Excerto:
Passou pelo Hospital Santo António dos Capuchos, pelo Curry Cabral, pela maternidade Alfredo da Costa, inaugurou o serviço de pediatria no Hospital Amadora-Sintra, pelo Santa Maria. Depois "o ministro Correia de Campos foi-me buscar para Alta Comissária da Saúde. Sofri muito, porque eu era uma pediatra feliz". Mas aceitou o desafio, este e os que se seguiram na área das políticas da saúde - das quais apesar de tudo mantém uma certa distância no seu discurso muito marcado pelo tom pessoal.

Educar para a mudança

Perante médicos, familiares, pacientes, alunos e personalidades públicas como os antigos Presidentes da República Cavaco Silva e Jorge Sampaio, o general António Ramalho Eanes e a ministra da Saúde, Marta Temido, num auditório sem lugares disponíveis, nem nas escadas, a pediatra insistiu que a chave para a maioria dos problemas da saúde passa pela educação. "Temos de aproveitar todas as oportunidades para educar para a saúde".

E no que ao ensino da medicina diz respeito, referiu que é importante passar a mensagem de forma diferente. Num inquérito que realizou no ano passado a estudantes de medicina, 87% dos alunos diziam que a matéria era "difícil e inútil". "Nós temos de pensar mais nos nossos jovens. Às vezes estudo com eles e vejo que realmente a matéria é muito aborrecida e que não serve para nada. Estamos a exigir muita pressão, médias, mas depois de estudarem não têm emprego diferenciado. Não chega fazer planos na saúde. Temos de planear a saúde, a educação e o emprego", defendeu.

Para a pediatra, estes temas estruturantes têm de ser alvo de uma análise ponderada, que não seja feita apenas em momentos de crise. "Quando estamos sob pressão não tomamos as melhores decisões, por isso importa estudar as hipóteses antes e planear".

Material apresentado:

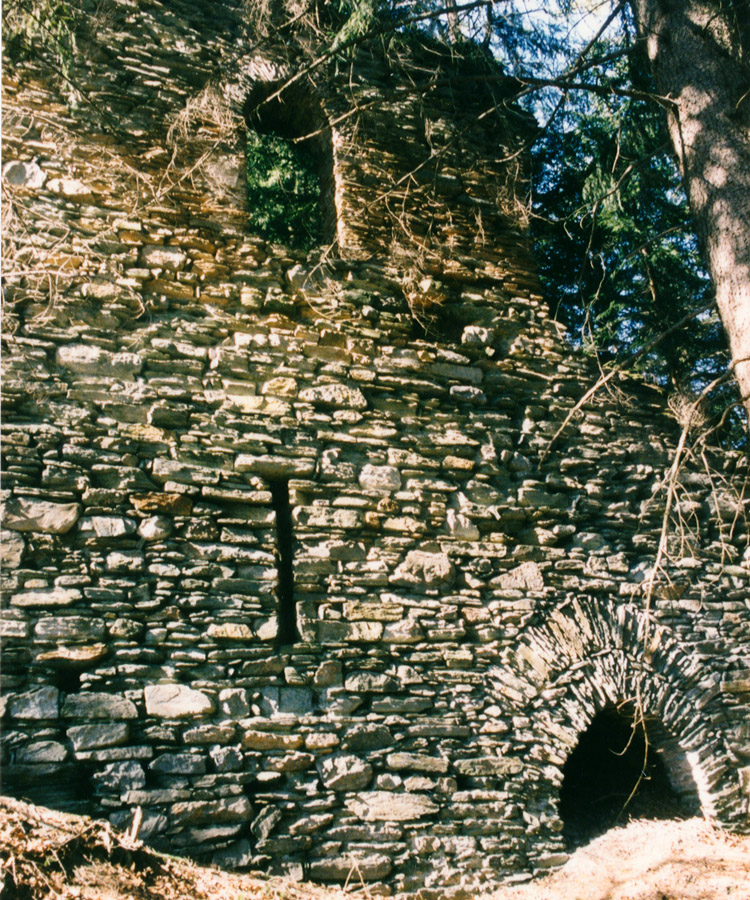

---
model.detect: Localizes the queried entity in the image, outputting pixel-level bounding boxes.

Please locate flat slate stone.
[8,687,60,719]
[346,791,438,822]
[68,722,129,750]
[10,587,83,609]
[319,754,372,791]
[62,693,138,719]
[299,384,367,409]
[3,497,81,534]
[143,684,214,719]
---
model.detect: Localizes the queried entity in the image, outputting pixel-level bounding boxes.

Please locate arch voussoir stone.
[490,600,743,825]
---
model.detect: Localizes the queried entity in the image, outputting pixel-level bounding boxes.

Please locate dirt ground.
[0,797,750,900]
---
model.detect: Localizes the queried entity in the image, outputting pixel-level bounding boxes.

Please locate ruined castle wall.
[1,0,750,893]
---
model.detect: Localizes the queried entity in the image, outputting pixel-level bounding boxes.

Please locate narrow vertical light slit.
[270,481,299,646]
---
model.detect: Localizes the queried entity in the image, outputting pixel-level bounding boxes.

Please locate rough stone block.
[34,616,104,643]
[299,384,367,410]
[148,753,206,775]
[3,497,81,534]
[0,530,26,570]
[68,722,129,751]
[346,791,438,822]
[359,464,401,494]
[16,741,68,764]
[389,550,456,587]
[10,587,83,609]
[318,754,372,791]
[91,761,146,792]
[62,692,138,719]
[143,684,215,719]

Tarefa a realizar: Transcreve na íntegra o excerto sobre a pediatra e a educação para a saúde, sem lhe alterar uma palavra.

Resolução do exercício:
Passou pelo Hospital Santo António dos Capuchos, pelo Curry Cabral, pela maternidade Alfredo da Costa, inaugurou o serviço de pediatria no Hospital Amadora-Sintra, pelo Santa Maria. Depois "o ministro Correia de Campos foi-me buscar para Alta Comissária da Saúde. Sofri muito, porque eu era uma pediatra feliz". Mas aceitou o desafio, este e os que se seguiram na área das políticas da saúde - das quais apesar de tudo mantém uma certa distância no seu discurso muito marcado pelo tom pessoal.

Educar para a mudança

Perante médicos, familiares, pacientes, alunos e personalidades públicas como os antigos Presidentes da República Cavaco Silva e Jorge Sampaio, o general António Ramalho Eanes e a ministra da Saúde, Marta Temido, num auditório sem lugares disponíveis, nem nas escadas, a pediatra insistiu que a chave para a maioria dos problemas da saúde passa pela educação. "Temos de aproveitar todas as oportunidades para educar para a saúde".

E no que ao ensino da medicina diz respeito, referiu que é importante passar a mensagem de forma diferente. Num inquérito que realizou no ano passado a estudantes de medicina, 87% dos alunos diziam que a matéria era "difícil e inútil". "Nós temos de pensar mais nos nossos jovens. Às vezes estudo com eles e vejo que realmente a matéria é muito aborrecida e que não serve para nada. Estamos a exigir muita pressão, médias, mas depois de estudarem não têm emprego diferenciado. Não chega fazer planos na saúde. Temos de planear a saúde, a educação e o emprego", defendeu.

Para a pediatra, estes temas estruturantes têm de ser alvo de uma análise ponderada, que não seja feita apenas em momentos de crise. "Quando estamos sob pressão não tomamos as melhores decisões, por isso importa estudar as hipóteses antes e planear".